**Document section:**
Context of a different sort is the gist of today’s entry, care of Jostein Gohli and Göran Högstedt at the University of Bergen, Norway: namely, when does garish coloration make a prey animal safe rather than lunch?
The classic explanation is that prey critters like the monarch butterfly use bright colors to warn predators (a strategy called aposematism) that they taste very bad — short-circuiting the potential problem that tasting bad is a little late to really help you not get killed or seriously hurt by a predator. But that explanation poses its own problem: a bird that tries to eat one monarch won’t try for a second. But that still leaves the first pretty much screwed.
The predators could be genetically disposed to avoiding the bright colors — but that argument just moves the issue further back in time, since at some point the first, behaviorally and genetically naïve, predator had to give it a try.
Gohli and Högstedt put it extremely well: “When aposematism first evolved, all predators were inexperienced and the population of aposematic prey would have been very small. Sampling (killing) would likely have led to an early extinction of this fragile population.”

**The data:**
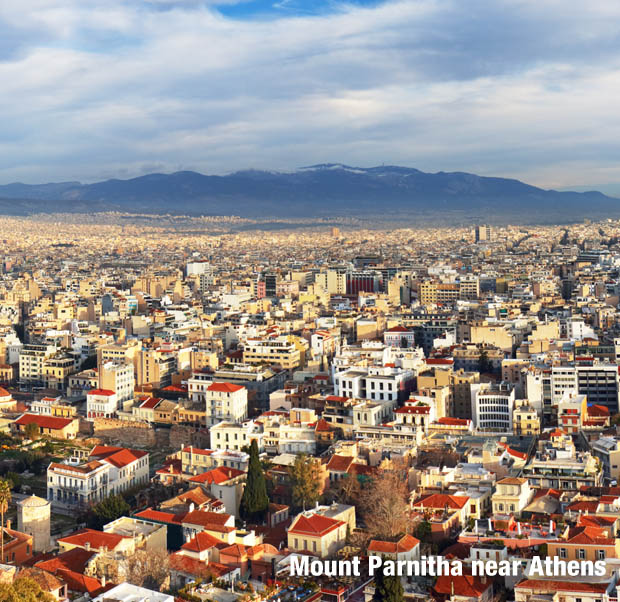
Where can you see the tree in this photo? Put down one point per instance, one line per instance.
(388, 588)
(24, 589)
(384, 504)
(148, 568)
(423, 531)
(345, 491)
(254, 502)
(31, 431)
(5, 500)
(107, 510)
(306, 481)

**Exercise:**
In the passage on warning coloration, what is the name of the strategy in which prey use bright colors to warn predators that they taste bad? These lines come from an unrelated source.

**Result for this task:**
Aposematism.